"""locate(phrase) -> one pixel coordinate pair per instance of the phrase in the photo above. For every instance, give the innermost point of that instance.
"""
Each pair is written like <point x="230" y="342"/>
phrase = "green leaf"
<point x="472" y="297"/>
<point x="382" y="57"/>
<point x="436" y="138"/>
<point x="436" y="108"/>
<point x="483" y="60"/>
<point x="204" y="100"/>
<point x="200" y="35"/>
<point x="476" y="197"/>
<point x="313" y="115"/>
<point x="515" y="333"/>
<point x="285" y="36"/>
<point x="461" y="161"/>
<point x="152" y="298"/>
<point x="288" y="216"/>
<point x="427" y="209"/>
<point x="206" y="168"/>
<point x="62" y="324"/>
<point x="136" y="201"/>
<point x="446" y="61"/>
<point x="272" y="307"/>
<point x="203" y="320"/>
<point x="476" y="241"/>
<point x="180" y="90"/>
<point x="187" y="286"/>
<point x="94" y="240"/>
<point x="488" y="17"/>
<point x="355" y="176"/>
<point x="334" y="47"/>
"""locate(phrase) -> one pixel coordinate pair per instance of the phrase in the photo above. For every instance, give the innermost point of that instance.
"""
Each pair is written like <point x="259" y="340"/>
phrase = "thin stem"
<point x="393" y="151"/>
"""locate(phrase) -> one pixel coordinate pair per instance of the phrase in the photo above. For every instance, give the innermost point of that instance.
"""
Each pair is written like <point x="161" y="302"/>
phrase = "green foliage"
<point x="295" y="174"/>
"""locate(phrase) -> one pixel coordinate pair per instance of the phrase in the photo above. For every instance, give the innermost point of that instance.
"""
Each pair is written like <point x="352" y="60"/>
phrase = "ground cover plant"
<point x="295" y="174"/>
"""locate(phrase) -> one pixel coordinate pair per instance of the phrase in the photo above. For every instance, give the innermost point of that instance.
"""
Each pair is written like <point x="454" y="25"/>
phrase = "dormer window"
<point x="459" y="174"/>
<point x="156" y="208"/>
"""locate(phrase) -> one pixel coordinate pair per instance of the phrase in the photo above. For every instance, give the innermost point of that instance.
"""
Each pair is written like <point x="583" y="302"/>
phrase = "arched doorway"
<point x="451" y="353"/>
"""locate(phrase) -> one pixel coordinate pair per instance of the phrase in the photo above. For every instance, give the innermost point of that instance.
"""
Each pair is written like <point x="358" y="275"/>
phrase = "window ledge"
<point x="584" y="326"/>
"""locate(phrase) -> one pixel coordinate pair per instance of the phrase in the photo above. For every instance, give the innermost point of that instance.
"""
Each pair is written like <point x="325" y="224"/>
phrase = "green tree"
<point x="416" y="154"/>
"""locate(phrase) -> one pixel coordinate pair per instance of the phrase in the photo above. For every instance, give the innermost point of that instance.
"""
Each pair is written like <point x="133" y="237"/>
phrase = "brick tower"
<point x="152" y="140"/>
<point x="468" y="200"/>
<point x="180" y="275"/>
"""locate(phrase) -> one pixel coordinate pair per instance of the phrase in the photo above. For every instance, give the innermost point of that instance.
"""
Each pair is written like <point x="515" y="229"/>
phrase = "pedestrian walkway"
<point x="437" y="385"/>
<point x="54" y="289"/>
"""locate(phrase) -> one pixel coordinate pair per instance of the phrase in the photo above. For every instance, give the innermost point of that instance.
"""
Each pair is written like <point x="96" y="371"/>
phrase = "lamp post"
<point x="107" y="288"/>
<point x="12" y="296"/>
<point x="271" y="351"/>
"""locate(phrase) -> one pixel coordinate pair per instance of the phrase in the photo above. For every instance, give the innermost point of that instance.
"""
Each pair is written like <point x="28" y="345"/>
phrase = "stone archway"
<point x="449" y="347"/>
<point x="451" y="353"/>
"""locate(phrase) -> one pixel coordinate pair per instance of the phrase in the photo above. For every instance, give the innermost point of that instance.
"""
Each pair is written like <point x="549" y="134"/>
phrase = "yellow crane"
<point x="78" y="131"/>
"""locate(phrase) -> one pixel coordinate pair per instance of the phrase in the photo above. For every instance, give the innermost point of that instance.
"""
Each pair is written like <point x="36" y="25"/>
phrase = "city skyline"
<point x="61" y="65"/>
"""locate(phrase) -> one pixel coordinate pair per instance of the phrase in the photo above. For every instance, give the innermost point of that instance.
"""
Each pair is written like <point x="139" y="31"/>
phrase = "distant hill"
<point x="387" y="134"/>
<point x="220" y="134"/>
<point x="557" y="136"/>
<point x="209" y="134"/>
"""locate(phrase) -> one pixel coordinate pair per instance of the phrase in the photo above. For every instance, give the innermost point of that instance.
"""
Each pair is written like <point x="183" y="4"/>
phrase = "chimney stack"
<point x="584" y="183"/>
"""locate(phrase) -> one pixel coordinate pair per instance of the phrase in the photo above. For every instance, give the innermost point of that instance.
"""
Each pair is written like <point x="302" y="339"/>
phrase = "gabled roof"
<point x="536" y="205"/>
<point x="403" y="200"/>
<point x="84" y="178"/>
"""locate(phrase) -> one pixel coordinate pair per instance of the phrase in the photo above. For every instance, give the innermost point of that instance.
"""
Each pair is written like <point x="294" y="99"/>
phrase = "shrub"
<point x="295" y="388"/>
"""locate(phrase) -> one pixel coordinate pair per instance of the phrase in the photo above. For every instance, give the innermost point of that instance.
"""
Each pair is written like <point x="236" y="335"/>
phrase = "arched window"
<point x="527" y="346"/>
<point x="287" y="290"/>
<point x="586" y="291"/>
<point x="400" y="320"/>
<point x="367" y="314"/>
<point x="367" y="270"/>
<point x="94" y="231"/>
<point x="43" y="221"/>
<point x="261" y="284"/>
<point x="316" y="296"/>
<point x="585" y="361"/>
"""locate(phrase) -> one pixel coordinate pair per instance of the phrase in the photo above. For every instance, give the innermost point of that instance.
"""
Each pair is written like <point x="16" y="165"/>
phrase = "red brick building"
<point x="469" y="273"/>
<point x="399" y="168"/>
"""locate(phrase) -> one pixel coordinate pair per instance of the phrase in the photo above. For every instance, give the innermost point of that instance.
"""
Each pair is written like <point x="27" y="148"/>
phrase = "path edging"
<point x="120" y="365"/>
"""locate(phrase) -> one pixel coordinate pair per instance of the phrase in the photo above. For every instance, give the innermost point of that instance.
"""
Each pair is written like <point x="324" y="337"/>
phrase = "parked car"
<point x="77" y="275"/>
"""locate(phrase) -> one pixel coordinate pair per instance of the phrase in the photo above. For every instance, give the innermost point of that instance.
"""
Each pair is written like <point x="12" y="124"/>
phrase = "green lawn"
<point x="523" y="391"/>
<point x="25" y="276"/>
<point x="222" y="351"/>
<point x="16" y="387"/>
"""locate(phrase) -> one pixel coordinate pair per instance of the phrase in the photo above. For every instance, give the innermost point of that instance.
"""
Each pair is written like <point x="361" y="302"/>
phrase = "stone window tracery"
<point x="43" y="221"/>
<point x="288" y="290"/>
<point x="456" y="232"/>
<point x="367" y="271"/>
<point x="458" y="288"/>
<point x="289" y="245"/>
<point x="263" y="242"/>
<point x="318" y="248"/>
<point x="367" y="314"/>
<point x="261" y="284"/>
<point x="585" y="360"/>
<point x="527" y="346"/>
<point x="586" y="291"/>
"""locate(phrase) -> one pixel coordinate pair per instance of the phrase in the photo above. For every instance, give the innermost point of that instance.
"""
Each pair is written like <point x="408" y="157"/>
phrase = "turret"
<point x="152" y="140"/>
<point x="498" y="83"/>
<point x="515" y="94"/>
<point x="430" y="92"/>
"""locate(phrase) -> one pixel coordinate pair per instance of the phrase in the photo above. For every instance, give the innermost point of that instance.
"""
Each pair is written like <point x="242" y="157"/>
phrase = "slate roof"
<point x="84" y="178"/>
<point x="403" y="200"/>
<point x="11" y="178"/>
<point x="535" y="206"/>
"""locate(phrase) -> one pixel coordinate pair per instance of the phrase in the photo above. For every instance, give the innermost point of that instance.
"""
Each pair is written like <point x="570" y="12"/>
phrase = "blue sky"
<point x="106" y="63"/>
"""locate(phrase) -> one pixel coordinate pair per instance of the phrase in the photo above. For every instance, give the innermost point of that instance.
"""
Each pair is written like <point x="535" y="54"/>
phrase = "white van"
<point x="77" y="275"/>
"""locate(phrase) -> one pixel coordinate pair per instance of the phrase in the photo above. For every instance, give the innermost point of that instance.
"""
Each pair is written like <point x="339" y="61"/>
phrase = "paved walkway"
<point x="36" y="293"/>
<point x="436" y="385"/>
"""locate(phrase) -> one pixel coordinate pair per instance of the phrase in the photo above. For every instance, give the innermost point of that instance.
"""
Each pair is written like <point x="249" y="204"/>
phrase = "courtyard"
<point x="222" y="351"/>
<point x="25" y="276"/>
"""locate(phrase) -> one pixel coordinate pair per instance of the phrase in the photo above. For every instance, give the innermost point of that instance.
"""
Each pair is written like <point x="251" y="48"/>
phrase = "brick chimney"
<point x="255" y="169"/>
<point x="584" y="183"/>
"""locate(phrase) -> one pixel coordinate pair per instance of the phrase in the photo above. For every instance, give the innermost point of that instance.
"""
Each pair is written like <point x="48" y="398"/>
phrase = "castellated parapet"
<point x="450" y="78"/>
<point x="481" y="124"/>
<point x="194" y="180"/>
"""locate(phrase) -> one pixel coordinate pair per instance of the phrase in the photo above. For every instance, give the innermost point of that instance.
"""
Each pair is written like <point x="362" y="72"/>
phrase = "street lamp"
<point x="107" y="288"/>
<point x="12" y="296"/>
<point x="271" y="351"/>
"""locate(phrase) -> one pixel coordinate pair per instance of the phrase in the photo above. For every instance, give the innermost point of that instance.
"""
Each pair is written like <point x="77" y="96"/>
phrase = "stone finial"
----------
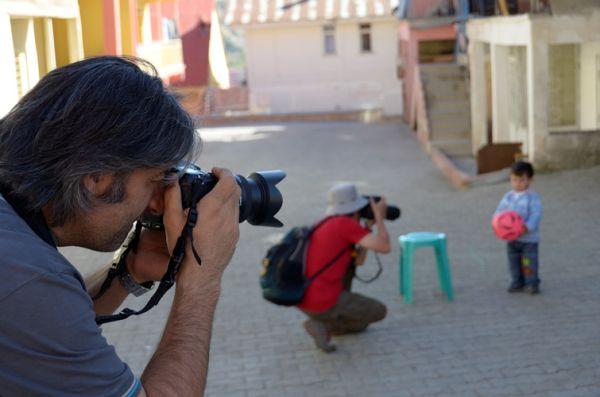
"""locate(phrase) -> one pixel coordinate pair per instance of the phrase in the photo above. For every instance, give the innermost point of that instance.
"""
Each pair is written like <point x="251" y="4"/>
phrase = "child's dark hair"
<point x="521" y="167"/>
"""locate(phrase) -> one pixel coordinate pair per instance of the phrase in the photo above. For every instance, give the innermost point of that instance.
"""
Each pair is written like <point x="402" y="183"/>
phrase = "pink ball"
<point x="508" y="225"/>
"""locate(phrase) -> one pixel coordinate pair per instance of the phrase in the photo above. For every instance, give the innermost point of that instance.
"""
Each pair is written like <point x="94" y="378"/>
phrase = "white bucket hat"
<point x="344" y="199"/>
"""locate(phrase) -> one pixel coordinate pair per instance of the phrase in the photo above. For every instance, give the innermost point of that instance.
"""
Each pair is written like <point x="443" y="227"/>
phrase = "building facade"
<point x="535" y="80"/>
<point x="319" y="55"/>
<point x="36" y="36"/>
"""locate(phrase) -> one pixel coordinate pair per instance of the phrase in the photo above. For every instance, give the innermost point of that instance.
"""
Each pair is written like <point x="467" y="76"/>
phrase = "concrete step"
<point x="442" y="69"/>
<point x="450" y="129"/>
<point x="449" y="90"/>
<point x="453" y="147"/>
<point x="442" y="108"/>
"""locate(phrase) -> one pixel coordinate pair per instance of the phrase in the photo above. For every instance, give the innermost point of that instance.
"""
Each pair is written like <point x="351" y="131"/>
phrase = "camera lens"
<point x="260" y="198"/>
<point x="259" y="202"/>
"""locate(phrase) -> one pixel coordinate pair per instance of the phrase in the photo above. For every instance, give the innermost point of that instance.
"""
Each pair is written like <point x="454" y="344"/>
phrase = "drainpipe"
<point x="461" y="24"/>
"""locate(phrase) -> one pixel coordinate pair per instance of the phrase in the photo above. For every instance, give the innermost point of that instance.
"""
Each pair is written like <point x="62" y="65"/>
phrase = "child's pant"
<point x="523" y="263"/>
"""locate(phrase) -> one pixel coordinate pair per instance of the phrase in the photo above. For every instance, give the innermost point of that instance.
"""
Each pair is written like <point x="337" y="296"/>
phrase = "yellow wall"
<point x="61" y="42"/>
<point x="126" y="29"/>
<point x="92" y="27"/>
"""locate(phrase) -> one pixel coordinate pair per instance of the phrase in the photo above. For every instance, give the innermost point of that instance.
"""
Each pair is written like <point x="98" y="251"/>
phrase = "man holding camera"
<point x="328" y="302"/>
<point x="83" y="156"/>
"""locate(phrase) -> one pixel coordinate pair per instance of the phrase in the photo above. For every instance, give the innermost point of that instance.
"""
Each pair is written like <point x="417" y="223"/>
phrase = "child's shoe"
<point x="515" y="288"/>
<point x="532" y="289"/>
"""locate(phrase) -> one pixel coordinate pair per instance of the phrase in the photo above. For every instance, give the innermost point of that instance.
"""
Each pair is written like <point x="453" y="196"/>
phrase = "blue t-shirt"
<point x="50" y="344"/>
----------
### REQUIRED WORK
Count the lines in the items above that contain the string "yellow", treating uppercase and lowercase letters as different. Give only the number.

### PROBLEM SOLUTION
2